» DATASET ROWS
━━━━━━━━━━━━━━━━━━━━━━━━━━━━━━
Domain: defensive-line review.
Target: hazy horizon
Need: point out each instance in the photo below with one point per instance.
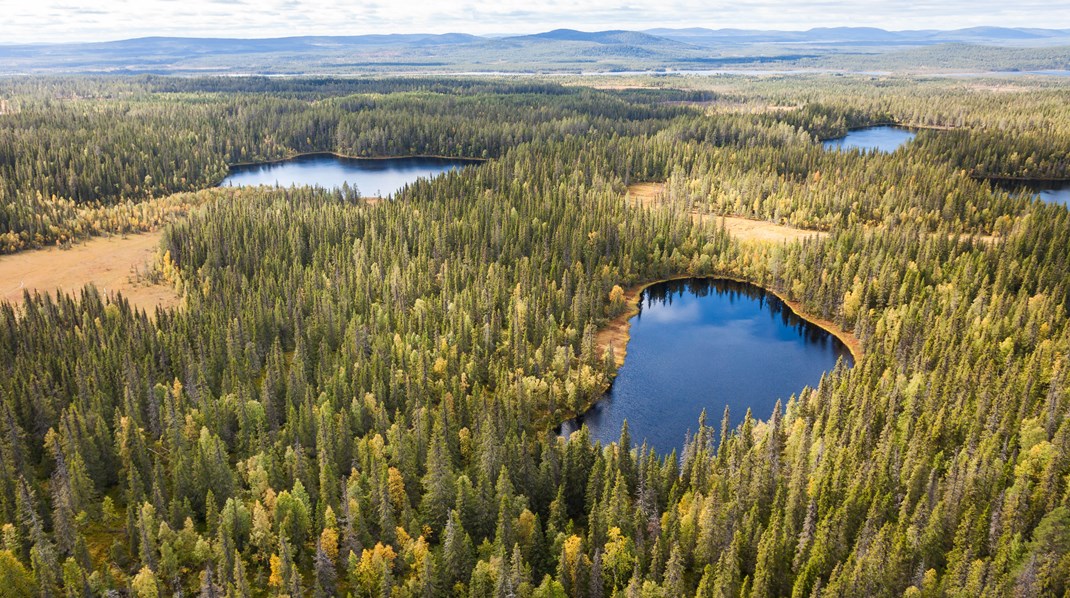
(58, 21)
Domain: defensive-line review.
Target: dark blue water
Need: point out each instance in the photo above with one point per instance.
(881, 138)
(702, 344)
(373, 178)
(1052, 192)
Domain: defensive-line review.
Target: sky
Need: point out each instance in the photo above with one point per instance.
(80, 20)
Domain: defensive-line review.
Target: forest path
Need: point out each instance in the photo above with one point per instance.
(111, 263)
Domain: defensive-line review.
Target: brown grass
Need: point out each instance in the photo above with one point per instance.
(616, 333)
(652, 195)
(110, 263)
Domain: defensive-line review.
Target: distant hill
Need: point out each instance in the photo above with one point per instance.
(561, 50)
(868, 35)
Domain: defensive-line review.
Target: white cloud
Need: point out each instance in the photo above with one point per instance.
(59, 20)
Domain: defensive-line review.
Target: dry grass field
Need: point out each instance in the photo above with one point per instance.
(110, 263)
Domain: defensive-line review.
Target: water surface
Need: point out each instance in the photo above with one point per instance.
(703, 344)
(373, 178)
(880, 138)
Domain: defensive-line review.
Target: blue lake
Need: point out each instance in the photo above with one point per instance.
(1052, 192)
(373, 178)
(880, 138)
(702, 344)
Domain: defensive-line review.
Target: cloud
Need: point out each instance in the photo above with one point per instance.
(51, 20)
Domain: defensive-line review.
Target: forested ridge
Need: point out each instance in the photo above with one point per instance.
(361, 399)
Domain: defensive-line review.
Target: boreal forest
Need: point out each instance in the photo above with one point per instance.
(360, 397)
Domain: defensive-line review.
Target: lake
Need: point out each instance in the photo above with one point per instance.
(880, 138)
(373, 178)
(702, 344)
(1052, 192)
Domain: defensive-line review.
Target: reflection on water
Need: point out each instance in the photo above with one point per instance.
(881, 138)
(702, 344)
(373, 178)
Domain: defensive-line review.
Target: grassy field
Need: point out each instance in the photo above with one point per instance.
(110, 263)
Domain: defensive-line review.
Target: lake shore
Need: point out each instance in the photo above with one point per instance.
(616, 332)
(347, 156)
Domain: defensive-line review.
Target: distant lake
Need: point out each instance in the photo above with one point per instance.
(373, 178)
(1052, 192)
(881, 138)
(705, 343)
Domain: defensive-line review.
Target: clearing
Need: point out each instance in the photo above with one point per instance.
(111, 263)
(651, 195)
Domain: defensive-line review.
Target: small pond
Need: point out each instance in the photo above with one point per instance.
(373, 178)
(880, 138)
(1052, 192)
(702, 344)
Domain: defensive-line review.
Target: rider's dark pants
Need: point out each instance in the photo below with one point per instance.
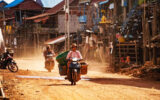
(74, 66)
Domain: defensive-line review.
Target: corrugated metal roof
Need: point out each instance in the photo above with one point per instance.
(14, 3)
(51, 11)
(48, 3)
(58, 7)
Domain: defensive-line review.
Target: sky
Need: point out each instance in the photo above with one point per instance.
(9, 1)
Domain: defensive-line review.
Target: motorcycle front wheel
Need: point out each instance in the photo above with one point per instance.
(13, 67)
(74, 77)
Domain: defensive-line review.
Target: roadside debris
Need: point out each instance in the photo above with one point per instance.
(148, 71)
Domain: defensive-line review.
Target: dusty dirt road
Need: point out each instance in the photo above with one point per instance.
(99, 86)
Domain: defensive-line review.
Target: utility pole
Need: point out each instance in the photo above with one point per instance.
(67, 24)
(4, 29)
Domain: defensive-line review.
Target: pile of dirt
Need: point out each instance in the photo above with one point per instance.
(148, 71)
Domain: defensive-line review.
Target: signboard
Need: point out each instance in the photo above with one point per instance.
(84, 1)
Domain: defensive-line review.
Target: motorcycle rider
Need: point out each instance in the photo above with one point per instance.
(74, 53)
(48, 51)
(5, 55)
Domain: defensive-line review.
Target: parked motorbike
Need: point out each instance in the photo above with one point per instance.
(9, 64)
(74, 71)
(49, 63)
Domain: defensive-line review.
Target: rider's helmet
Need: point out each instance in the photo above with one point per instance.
(74, 45)
(48, 47)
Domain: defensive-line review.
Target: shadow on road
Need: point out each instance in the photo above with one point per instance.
(129, 82)
(57, 85)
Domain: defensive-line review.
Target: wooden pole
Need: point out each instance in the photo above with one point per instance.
(144, 35)
(68, 24)
(154, 31)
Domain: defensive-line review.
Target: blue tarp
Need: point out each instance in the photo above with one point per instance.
(14, 3)
(48, 3)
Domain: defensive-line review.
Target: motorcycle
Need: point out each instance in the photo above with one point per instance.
(74, 71)
(9, 64)
(49, 63)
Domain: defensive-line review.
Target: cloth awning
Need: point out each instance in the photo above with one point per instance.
(56, 40)
(14, 3)
(6, 19)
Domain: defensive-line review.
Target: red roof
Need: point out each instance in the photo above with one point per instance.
(51, 11)
(28, 5)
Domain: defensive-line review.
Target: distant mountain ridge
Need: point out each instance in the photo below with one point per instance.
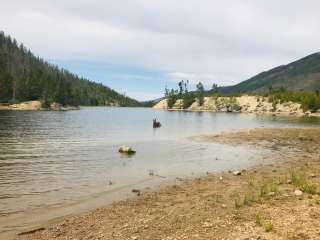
(25, 77)
(303, 74)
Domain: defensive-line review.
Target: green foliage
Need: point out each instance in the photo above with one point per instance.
(299, 179)
(25, 77)
(309, 100)
(302, 74)
(200, 93)
(182, 93)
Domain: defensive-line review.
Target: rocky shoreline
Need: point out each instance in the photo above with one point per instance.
(36, 106)
(243, 104)
(275, 201)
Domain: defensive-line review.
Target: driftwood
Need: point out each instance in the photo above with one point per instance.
(156, 124)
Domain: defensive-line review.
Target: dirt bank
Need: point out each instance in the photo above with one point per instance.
(279, 201)
(243, 104)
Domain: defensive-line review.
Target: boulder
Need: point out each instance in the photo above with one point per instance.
(126, 150)
(236, 173)
(298, 192)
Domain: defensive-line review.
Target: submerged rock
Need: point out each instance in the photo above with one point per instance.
(236, 173)
(126, 150)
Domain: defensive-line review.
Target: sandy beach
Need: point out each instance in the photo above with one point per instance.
(277, 201)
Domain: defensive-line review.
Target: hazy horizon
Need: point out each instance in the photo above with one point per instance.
(138, 47)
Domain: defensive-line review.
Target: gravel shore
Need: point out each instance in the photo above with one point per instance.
(276, 201)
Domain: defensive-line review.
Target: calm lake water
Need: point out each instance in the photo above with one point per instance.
(51, 162)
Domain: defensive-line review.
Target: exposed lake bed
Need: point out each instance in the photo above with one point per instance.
(69, 159)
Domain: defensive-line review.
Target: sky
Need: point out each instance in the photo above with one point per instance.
(138, 47)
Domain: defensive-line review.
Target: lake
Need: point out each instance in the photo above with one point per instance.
(54, 164)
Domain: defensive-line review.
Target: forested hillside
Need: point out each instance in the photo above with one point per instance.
(303, 74)
(24, 77)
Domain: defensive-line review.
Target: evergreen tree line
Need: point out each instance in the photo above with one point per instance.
(183, 93)
(25, 77)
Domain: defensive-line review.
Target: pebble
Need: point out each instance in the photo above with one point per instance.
(236, 173)
(298, 192)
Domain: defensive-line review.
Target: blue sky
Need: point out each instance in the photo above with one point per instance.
(139, 46)
(136, 82)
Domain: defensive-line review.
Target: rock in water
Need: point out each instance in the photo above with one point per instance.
(236, 173)
(298, 192)
(126, 150)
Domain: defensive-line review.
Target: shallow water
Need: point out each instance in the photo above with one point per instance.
(56, 159)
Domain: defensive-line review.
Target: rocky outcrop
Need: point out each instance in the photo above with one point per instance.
(246, 104)
(58, 107)
(163, 104)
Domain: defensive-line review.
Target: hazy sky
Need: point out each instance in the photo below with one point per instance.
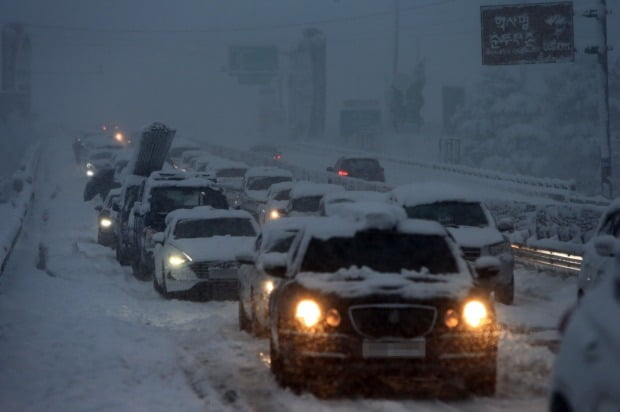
(135, 61)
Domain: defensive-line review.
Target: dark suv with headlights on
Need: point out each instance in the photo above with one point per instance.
(365, 168)
(379, 304)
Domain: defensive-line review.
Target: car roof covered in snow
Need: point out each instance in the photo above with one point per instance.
(266, 171)
(430, 192)
(304, 189)
(354, 196)
(204, 213)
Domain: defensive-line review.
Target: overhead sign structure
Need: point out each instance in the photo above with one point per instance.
(253, 64)
(527, 33)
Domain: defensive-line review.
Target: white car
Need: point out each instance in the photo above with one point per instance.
(593, 264)
(197, 253)
(305, 197)
(278, 197)
(256, 184)
(469, 221)
(262, 272)
(586, 376)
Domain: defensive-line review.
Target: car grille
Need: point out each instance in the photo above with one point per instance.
(215, 270)
(471, 253)
(393, 320)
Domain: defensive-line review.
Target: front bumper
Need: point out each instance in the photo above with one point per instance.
(445, 355)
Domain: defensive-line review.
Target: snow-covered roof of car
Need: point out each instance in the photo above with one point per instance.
(289, 223)
(303, 189)
(430, 192)
(354, 196)
(267, 172)
(205, 212)
(374, 213)
(279, 187)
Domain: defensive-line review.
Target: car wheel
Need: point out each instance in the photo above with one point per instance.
(120, 255)
(505, 294)
(244, 322)
(559, 404)
(257, 329)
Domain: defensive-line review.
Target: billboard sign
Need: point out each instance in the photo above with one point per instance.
(527, 33)
(253, 64)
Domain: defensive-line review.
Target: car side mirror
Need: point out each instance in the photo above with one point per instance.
(487, 267)
(159, 238)
(505, 225)
(605, 245)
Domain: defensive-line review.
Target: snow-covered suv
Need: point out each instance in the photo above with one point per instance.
(469, 221)
(593, 265)
(371, 298)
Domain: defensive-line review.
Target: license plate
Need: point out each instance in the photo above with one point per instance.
(230, 273)
(414, 348)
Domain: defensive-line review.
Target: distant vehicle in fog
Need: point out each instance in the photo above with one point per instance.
(197, 252)
(586, 375)
(305, 197)
(106, 219)
(267, 150)
(469, 221)
(359, 167)
(274, 208)
(381, 297)
(256, 184)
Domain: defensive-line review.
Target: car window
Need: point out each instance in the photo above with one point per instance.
(201, 228)
(370, 248)
(450, 213)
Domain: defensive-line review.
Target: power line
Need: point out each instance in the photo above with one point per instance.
(212, 30)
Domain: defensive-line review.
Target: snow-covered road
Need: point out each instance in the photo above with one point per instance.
(83, 334)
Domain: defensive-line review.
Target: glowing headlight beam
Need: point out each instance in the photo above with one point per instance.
(105, 222)
(475, 313)
(308, 313)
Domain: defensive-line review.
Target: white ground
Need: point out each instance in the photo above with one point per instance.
(85, 335)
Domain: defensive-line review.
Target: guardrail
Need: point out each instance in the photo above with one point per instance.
(545, 259)
(551, 188)
(17, 203)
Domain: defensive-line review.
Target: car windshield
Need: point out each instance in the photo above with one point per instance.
(370, 248)
(362, 164)
(226, 226)
(450, 213)
(232, 172)
(263, 182)
(101, 155)
(306, 204)
(282, 195)
(281, 244)
(167, 199)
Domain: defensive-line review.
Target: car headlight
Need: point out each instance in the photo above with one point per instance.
(475, 313)
(176, 260)
(500, 248)
(274, 214)
(105, 222)
(308, 313)
(268, 286)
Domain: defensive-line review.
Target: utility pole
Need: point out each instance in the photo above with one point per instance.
(601, 50)
(396, 44)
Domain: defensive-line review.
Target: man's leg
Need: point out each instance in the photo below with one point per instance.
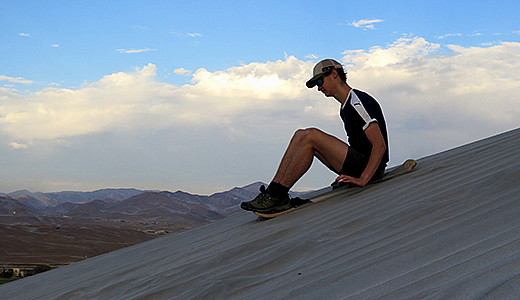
(304, 146)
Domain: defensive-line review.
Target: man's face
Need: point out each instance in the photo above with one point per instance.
(325, 85)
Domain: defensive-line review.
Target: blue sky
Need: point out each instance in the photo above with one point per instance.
(203, 95)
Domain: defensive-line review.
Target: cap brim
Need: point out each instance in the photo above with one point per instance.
(313, 81)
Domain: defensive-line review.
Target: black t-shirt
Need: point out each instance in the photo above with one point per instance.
(358, 112)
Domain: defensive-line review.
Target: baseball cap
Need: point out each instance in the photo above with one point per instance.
(321, 68)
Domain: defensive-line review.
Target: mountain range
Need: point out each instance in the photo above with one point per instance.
━━━━━━━━━━━━━━━━━━━━━━━━━━━━━━
» INSTRUCTION
Count the lines of the data above that contain the string "field", and reply with the number alone.

» IN RESPONSE
2